Page text —
********************

I think this press release might interest you:
Science advocates have filed a groundbreaking lawsuit against Boiron, Inc., one of the largest manufacturers of homeopathic products in the world, for deceiving vulnerable consumers with useless products dressed up to look like real medicine. The Center for Inquiry (CFI), which fights on behalf of consumers against pseudoscience, says Boiron routinely made false claims about what its products will treat and heal, misleading the public about the absurd pseudoscientific basis for Boiron products, and even lying about the ingredients their products contain.
“The facts could not be more clear. Boiron profits massively by deceiving consumers in their time of need,” said CFI Vice President and Legal Counsel Nick Little. “Boiron knows its products are worthless junk, so they do everything they can to obscure the truth in order to offload their snake oil upon the unwitting, the ill-informed, and the vulnerable. They can’t be allowed to get away with it any longer.”
Adherents of homeopathy claim, without evidence, that a substance which causes harm to a healthy person will cure anyone else suffering the same type of harm. In homeopathic products, the “active” ingredients are highly diluted mixtures of the so-called cures; the ingredient ends up so diluted, often literally no trace of the original substance remains. Manufacturers like Boiron then sell miniscule amounts of the already incredibly diluted ingredients and promise astounding results.
In its lawsuit, brought under the District of Columbia Consumer Protection Procedures Act, CFI alleges that Boiron sold a plethora of materially identical products, each made up of sugar pills and powders. Despite no scientifically detectable active ingredient, Boiron falsely promised consumers that each item would treat and cure a particular illness, injury, or health condition.
“Boiron sells little pills of sugar with grandiose claims. It’s hard to believe anyone would try to pass off such junk as a surefire way to treat painful skin problems, heal mental health issues, and even to counteract menopause,” said CFI Staff Attorney Aaron D. Green. “But Boiroin has been doing just that by tricking consumers into risking their health and throwing away their money on its fancy faux ‘medicines.’ It’s time for Boiron and all homeopathy hucksters to be held accountable.”
In its complaint, CFI notes that Boiron sells Saccharum officinale as a treatment for “nervous agitation in children after overindulgence.”
“Most parents would rightfully be skeptical of this product if Boiron told them what Saccharum officinale actually is,” said Green. “Table sugar.”
According to recent industry accounts, 85 percent of consumers who purchased homeopathic products did not realize they were homeopathic, and nine out of ten consumers did not even know what the term homeopathic meant.
Apart from selling products they know are useless, Boiron also misrepresented the products’ ingredients. Four Boiron products were analyzed by an independent lab, and, not only were no traces of the supposed active ingredient found, even one of the inactive ingredients could not be scientifically detected.
The Center for Inquiry is currently engaged in other lawsuits regarding homeopathy, including consumer protection cases against megaretailers CVS and Walmart for their sale and marketing of homeopathic products, the matter recently heard by the DC Court of Appeals. CFI is also engaged in an active Freedom of Information Act lawsuit that demands the Department of Health and Human Services grant the public access to the Homeopathic Pharmacopoeia of the United States (HPUS), the “bible of homeopathy” upon which federal regulation of homeopathy is based and to which the industry restricts access but for those willing to pay thousands of dollars for the privilege.
All I can add to this is: good luck to the CFI and let’s hope reason will prevail!

********************

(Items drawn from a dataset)
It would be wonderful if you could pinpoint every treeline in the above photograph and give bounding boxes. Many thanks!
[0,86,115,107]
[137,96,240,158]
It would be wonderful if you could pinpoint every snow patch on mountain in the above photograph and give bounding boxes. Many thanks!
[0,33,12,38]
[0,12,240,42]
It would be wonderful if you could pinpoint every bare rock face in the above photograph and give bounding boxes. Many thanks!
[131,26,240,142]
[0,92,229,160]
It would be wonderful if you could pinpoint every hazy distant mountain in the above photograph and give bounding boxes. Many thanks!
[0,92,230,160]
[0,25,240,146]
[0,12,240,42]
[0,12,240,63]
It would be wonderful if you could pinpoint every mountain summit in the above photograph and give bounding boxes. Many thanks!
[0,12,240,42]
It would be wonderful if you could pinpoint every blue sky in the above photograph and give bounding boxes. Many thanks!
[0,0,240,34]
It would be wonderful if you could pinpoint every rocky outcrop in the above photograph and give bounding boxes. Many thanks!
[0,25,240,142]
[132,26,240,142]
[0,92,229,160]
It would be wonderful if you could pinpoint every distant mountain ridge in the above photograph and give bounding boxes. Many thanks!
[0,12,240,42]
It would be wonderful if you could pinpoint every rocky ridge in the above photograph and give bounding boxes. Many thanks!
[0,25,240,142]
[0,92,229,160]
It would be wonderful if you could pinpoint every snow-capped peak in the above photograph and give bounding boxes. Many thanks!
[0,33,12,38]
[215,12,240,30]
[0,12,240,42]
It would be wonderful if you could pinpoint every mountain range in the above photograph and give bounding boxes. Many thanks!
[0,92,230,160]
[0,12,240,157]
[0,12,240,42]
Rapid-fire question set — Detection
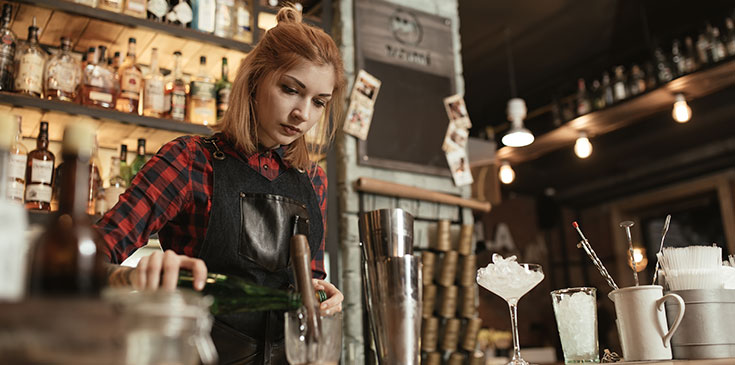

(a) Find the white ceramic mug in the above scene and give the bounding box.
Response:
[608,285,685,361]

********************

What to do —
1. Answer these from the text on the Boiron lawsuit:
(a) Under which act was CFI's lawsuit against Boiron brought?
(b) How many Boiron products were analyzed by an independent lab?
(c) According to Green, what is Saccharum officinale actually?
2. Copy the passage of the text on the Boiron lawsuit starting with "The Center for Inquiry is" and going on through "reason will prevail!", swapping "Walmart" for "Target".
3. Does the text on the Boiron lawsuit support each statement? Answer yes or no and quote the deciding words.
(a) CFI's case against CVS and Walmart was recently heard by the DC Court of Appeals.
(b) Industry accounts say most consumers who bought homeopathic products knew they were homeopathic.
(c) Nick Little is CFI's Staff Attorney.

Exercise solutions —
1.
(a) The District of Columbia Consumer Protection Procedures Act
(b) Four
(c) Table sugar

2.
The Center for Inquiry is currently engaged in other lawsuits regarding homeopathy, including consumer protection cases against megaretailers CVS and Target for their sale and marketing of homeopathic products, the matter recently heard by the DC Court of Appeals. CFI is also engaged in an active Freedom of Information Act lawsuit that demands the Department of Health and Human Services grant the public access to the Homeopathic Pharmacopoeia of the United States (HPUS), the “bible of homeopathy” upon which federal regulation of homeopathy is based and to which the industry restricts access but for those willing to pay thousands of dollars for the privilege.
All I can add to this is: good luck to the CFI and let’s hope reason will prevail!

3.
(a) Yes: "the matter recently heard by the DC Court of Appeals"
(b) No: "85 percent of consumers who purchased homeopathic products did not realize they were homeopathic"
(c) No: "CFI Vice President and Legal Counsel Nick Little"